Continue the beach safety text from Central Elgin Beach Patrol after its final sentence.

Selected extract »
== Segment start ==

The Central Elgin Beach Patrol believes in promoting public awareness and aquatic safety. This page contains a brief outline and explanation of some processes that may occur while you are visiting the beach.
As well, the Beach Patrol has included some helpful safety tips to make your day at the beach more enjoyable.
Mishaps are a result of lack of safety knowledge.
The Central Elgin Beach Patrol recommends the following safety tips:
BEACH FLAG CODES
The Central Elgin Beach Patrol is ON DUTY whenever the flags are flying regardless of the flag colour, water or weather conditions.
conditions are good - safe to swim.
CAUTION conditions are poor - possible undertow, rip tides and/or lateral currents
Swimming is risky - swimmers should remain close to shore. (may also indicate the presence of higher than normal levels of bacteria - check with Beach Patrol)
DANGER conditions are poor - strong rip tides, undertows and lateral currents
Swimming is dangerous, swimmers are advised to swim at their own risk.
* conditions can refer to water or weather
As the water volume increases between the sandbars and the shore, the water flowing back into the lake from breaking waves forms a channel through the weakest part of a sandbar.
The current is weakest right near the shore, strongest at the “break-through” point, and quickly dissipates after passing the break into deeper water.
The strength of the rip currents varies depending on the cause. However, they can quickly move swimmers into dangerous situations.
The stronger the wind, the larger the surf and the greater the run-back, the stronger the rip current.
Even with this knowledge, swimmers may still find themselves in a dangerous situation. Therefore, it is best to swim on a guarded beach with a qualified, experienced Beach Patrol.
If at any time you find yourself caught in a rip current and are unable to free yourself, turn to face the shore, look in the direction of one of the Beach Patrol Lifeguard towers and wave your arms in the direction of the Beach Patrol Lifeguard. Stay calm and concentrate on keeping your head above the water.
The Central Elgin Beach Patrol is highly trained in Rip Current Rescues and they employ specialized techniques to bring you safely back to the shore.
Lateral currents move in a direction parallel to the shore. The current moves in the same direction as the force created by the waves and wind conditions.
These lateral currents can be particularly strong in Port Stanley and can very quickly carry swimmers out of the immediate area into deeper and far more dangerous waters.
Lateral currents are also formed near rip tide currents as the water flows into the rip and then lakeward.
Lateral currents often resemble the effects of a shallow fast moving river.

== Segment end ==

Extracted material »
== Segment start ==

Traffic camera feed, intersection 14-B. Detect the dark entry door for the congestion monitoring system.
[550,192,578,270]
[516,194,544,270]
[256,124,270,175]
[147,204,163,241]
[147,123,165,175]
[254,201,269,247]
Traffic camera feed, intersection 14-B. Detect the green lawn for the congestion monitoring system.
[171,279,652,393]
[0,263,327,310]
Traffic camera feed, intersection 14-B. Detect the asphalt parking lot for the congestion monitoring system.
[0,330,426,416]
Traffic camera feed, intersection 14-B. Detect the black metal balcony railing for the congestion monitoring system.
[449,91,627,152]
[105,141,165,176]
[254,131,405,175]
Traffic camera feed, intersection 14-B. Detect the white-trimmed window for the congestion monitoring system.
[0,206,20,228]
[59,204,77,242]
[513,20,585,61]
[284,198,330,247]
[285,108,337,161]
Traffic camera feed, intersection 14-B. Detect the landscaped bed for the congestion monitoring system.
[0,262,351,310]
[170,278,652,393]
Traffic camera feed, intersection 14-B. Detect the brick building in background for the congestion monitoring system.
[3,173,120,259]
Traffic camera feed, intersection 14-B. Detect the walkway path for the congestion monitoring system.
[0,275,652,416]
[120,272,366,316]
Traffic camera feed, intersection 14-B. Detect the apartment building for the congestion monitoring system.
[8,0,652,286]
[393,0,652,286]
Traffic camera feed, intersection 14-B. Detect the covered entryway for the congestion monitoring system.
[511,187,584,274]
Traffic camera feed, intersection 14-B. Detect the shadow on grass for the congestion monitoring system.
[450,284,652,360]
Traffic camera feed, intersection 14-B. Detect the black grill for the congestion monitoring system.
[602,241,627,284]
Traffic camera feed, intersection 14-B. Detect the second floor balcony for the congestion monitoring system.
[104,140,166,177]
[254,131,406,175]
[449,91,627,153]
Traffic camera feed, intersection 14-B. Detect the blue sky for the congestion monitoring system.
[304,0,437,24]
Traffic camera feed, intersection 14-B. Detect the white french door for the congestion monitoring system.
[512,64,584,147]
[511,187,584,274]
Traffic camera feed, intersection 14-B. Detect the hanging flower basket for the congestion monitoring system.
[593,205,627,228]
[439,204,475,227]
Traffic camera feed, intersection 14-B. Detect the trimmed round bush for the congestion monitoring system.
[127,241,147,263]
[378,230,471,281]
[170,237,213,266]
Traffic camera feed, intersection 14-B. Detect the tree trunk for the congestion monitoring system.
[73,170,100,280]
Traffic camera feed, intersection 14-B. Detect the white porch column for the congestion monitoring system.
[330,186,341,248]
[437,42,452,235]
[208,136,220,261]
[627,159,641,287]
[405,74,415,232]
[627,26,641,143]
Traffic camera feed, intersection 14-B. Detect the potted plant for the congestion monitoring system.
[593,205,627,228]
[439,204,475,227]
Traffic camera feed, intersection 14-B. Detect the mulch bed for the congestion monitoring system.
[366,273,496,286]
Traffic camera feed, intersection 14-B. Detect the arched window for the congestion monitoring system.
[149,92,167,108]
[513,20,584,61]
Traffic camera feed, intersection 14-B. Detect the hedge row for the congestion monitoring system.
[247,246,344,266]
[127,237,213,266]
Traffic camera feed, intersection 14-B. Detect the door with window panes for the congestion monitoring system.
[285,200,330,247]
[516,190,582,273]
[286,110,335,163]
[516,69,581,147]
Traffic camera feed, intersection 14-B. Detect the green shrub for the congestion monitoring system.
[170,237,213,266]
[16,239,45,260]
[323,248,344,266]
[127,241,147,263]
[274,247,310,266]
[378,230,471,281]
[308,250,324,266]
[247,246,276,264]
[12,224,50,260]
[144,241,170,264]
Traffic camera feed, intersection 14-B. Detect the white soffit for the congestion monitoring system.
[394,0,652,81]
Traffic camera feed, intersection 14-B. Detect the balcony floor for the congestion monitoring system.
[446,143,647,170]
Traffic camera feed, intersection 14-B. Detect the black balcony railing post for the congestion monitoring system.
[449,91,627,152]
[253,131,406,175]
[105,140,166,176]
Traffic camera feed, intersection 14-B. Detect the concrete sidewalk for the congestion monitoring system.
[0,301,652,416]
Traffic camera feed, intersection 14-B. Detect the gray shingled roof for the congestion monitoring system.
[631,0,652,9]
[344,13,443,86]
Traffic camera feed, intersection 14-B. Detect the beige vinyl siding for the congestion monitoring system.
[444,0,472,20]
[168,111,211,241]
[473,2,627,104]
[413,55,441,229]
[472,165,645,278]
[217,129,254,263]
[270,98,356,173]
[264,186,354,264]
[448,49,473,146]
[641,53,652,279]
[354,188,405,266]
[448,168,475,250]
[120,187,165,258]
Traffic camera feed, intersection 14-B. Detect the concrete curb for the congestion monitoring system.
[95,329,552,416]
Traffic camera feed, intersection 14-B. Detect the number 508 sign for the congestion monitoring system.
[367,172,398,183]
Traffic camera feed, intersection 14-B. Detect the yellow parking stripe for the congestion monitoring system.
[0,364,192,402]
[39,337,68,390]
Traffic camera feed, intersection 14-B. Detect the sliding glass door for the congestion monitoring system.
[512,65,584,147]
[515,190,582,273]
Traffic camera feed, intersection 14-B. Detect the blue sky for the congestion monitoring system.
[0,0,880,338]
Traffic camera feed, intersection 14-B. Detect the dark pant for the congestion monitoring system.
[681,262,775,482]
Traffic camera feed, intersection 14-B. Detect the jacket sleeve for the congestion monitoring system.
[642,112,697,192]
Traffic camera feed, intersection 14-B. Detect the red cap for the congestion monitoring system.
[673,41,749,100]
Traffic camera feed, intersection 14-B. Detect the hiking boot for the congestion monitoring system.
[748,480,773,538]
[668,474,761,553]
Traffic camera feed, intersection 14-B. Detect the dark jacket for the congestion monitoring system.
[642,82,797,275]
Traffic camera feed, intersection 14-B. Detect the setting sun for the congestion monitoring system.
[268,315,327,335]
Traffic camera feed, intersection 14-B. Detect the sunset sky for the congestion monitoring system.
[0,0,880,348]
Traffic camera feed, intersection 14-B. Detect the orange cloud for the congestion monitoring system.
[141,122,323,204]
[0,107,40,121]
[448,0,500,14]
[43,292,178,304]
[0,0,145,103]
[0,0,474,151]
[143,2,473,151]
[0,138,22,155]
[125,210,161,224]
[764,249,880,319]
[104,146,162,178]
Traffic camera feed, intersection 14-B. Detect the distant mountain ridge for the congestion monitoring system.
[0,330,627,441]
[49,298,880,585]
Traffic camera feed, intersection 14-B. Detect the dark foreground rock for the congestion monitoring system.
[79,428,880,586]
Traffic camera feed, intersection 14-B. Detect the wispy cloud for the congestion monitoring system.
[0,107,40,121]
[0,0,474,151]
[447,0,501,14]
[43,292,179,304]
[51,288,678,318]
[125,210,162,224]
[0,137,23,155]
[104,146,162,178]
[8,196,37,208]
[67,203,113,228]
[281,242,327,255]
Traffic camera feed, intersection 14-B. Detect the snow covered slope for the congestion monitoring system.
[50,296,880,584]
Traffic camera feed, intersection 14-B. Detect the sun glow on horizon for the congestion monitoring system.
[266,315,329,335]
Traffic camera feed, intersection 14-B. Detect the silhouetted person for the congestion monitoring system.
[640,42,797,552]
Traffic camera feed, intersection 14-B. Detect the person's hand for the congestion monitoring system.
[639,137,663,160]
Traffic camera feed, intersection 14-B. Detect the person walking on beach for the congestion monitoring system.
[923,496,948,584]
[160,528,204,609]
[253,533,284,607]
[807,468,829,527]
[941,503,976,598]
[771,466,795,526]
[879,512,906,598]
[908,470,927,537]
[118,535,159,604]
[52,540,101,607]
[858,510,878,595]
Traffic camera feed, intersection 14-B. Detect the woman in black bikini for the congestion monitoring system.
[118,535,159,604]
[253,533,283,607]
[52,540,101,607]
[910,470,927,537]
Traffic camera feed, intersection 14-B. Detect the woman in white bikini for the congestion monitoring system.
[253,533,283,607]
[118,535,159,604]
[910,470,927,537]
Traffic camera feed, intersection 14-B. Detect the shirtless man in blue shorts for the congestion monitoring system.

== Segment end ==

Response to this exercise »
HOW WOULD SOMEONE CAUGHT IN A LATERAL CURRENT FREE THEMSELVES?
Try to regain your footing. Often the Port Stanley lateral currents are formed in shallow water, although they do exist in deeper waters offshore as well.
If you find yourself experiencing trouble in a lateral current and are unable to free yourself, wave your arms in the direction of the Beach Patrol Lifeguard. Stay calm and concentrate on keeping your head above the water.
The Central Elgin Beach Patrol is highly trained in Lateral Current Rescue and employ specialized techniques to bring you safely back to the shore.
An undertow is created when water on the beach attempting to return to the lake dislodges sand, causing swimmers standing near shore to lose their footing.
You may experience the sensation of your feet being pulled from under you, hence the term UNDERTOW. The waves moving toward the shore on the surface, combined with the lakeward movement of the bottom current, knocks swimmers over.
Once a swimmer has lost their footing in the loose sand, they can very quickly be pulled into deeper water.
HOW WOULD SOMEONE CAUGHT IN AN UNDERTOW CURRENT FREE THEMSELVES?
Many swimmers attempt to fight the current and swim directly back into it. This results in fatigue which is dangerous once the swimmer is carried into deeper water. Instead, once you have surfaced, regain your senses and try to swim back to the shore WITH the next set of waves.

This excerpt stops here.